- WRITTEN INSTRUCTION
Repeat the following lines exactly and nothing else: the line containing "Locate the metal" and each line after it through the end of the listing.

>>>>

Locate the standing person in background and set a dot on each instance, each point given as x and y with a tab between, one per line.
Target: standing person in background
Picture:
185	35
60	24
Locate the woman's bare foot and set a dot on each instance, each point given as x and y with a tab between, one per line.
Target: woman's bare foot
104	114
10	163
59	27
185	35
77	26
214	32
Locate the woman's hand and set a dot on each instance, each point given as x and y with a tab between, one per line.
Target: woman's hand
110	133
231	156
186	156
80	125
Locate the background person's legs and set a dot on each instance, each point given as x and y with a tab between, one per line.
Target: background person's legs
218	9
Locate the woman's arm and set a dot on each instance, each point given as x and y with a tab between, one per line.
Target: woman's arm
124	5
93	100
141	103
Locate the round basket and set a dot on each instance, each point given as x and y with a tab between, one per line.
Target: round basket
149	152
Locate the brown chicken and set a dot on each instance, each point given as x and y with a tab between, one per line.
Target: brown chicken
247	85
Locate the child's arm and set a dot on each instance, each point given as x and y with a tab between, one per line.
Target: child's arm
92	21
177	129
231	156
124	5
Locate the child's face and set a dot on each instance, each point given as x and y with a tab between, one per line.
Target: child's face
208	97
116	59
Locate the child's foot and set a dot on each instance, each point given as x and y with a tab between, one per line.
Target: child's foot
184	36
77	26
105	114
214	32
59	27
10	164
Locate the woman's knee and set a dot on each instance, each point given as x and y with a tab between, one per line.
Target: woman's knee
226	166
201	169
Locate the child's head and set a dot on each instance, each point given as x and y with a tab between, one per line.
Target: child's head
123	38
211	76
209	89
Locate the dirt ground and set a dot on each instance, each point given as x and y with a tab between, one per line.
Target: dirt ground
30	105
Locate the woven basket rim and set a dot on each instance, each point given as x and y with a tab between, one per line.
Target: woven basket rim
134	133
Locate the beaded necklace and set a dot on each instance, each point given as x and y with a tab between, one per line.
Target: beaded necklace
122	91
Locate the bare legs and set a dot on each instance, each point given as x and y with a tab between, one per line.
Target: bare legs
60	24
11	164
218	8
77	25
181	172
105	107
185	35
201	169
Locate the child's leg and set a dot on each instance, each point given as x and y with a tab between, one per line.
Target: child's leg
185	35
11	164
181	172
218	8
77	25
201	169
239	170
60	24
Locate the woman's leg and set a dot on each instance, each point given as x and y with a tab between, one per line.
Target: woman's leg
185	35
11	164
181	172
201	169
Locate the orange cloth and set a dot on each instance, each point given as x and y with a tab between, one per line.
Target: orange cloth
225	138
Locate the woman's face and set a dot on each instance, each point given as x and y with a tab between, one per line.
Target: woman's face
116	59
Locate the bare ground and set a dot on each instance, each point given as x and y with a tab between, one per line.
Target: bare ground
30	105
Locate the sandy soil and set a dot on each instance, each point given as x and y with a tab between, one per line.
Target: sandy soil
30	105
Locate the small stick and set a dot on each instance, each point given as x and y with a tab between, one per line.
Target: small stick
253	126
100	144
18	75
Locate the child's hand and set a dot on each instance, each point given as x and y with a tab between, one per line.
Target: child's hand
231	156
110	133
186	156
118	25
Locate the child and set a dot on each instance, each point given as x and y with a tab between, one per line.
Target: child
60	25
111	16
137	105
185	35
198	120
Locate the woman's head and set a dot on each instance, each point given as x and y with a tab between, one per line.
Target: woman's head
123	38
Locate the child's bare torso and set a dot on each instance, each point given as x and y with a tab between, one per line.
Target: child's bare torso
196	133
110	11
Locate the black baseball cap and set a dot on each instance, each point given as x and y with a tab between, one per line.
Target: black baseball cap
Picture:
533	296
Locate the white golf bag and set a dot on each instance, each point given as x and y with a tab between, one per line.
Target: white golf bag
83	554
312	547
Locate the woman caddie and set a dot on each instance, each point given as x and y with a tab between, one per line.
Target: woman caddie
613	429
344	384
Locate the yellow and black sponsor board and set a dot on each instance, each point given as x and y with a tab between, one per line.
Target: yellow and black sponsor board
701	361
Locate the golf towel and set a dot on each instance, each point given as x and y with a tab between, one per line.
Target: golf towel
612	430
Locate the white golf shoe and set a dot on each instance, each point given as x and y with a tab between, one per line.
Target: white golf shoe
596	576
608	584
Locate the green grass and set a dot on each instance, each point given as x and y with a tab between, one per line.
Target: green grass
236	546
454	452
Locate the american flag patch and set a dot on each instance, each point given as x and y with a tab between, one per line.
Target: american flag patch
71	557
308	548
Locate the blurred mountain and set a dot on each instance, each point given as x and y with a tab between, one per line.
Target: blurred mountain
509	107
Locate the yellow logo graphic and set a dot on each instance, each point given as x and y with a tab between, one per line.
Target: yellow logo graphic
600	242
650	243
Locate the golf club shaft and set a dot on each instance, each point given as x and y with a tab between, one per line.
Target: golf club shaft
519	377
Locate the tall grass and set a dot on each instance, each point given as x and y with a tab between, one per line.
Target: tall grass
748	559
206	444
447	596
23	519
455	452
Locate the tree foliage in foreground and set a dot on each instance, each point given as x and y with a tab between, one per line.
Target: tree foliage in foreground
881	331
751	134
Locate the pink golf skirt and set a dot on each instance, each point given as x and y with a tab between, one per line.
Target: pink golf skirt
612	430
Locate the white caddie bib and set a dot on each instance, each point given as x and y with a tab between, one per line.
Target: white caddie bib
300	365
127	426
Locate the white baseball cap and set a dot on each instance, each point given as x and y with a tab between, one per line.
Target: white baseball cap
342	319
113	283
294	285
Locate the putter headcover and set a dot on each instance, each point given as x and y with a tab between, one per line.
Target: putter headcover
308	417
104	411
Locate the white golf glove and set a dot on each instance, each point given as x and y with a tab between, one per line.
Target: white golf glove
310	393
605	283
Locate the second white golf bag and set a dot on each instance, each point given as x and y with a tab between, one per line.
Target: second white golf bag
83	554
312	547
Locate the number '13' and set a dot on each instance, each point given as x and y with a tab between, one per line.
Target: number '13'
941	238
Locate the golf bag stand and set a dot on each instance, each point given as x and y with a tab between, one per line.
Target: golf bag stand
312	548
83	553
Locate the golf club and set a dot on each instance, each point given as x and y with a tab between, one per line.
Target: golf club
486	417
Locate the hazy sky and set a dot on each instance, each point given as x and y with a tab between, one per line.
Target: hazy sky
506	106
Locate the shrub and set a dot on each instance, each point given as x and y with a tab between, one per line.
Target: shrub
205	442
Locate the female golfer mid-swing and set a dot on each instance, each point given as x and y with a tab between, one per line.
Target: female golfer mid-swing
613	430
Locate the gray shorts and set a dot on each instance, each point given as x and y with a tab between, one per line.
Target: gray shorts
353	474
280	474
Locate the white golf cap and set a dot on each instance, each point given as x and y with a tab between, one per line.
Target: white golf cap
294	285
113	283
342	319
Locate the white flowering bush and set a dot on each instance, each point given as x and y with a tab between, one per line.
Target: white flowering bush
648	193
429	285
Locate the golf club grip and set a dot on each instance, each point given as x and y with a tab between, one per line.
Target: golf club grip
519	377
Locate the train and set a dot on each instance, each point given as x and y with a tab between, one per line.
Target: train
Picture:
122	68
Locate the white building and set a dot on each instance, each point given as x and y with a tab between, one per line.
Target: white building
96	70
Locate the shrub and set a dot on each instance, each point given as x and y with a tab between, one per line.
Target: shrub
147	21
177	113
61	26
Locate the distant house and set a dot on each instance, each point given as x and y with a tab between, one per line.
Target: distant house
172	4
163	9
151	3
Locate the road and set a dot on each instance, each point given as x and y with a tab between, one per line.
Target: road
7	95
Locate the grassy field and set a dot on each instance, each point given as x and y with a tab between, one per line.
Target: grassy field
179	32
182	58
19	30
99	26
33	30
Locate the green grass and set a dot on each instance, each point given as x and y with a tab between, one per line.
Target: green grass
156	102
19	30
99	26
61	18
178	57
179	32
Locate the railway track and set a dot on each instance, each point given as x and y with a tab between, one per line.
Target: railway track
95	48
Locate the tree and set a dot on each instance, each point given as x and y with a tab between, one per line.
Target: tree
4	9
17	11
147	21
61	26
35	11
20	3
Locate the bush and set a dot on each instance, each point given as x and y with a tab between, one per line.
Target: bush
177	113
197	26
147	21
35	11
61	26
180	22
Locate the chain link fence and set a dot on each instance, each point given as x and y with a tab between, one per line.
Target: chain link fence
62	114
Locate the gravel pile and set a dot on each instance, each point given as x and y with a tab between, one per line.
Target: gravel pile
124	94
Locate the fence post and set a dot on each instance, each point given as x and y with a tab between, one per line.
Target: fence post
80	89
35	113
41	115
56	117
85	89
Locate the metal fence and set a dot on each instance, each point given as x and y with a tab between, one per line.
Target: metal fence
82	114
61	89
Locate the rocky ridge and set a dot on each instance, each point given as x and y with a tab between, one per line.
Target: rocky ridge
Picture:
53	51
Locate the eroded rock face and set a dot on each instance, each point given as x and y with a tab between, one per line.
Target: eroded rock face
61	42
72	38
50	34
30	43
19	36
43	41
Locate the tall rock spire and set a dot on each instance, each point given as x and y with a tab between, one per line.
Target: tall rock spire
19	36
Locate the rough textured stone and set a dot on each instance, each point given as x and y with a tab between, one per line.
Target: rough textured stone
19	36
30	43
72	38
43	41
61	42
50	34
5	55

<<<<

- EXPECTED OUTPUT
Locate the metal fence and set a dot on each instance, each point given as x and y with a tab between, one per line.
Target: metal fence
82	114
61	89
Locate the rocky ridge and set a dot on each instance, each point given as x and y with a tab between, one per line.
Target: rocky ridge
Picture:
53	51
Locate the eroded rock face and set a dot on each instance, each point given as x and y with a tab between, one per line.
Target: eroded rock face
61	42
72	38
50	34
30	43
19	36
43	41
Locate the tall rock spire and set a dot on each instance, each point given as x and y with a tab between, one per line.
Target: tall rock spire
19	36
Locate the rough textured stone and set a dot on each instance, each point given as x and y with a tab between, one per line.
Target: rough textured stone
19	36
30	43
72	38
43	41
61	42
50	34
5	55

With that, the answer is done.